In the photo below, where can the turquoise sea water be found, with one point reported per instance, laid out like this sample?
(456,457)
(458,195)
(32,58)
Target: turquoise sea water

**PROBLEM DETAILS:** Copy the data again, replacing "turquoise" with "teal" everywhere it occurs and leaving everything else unchanged.

**OUTPUT OF THE EXERCISE:**
In the photo below, where can the teal sea water be found, with one point reported per instance, laid out like this sample?
(456,457)
(458,195)
(32,58)
Target: teal sea water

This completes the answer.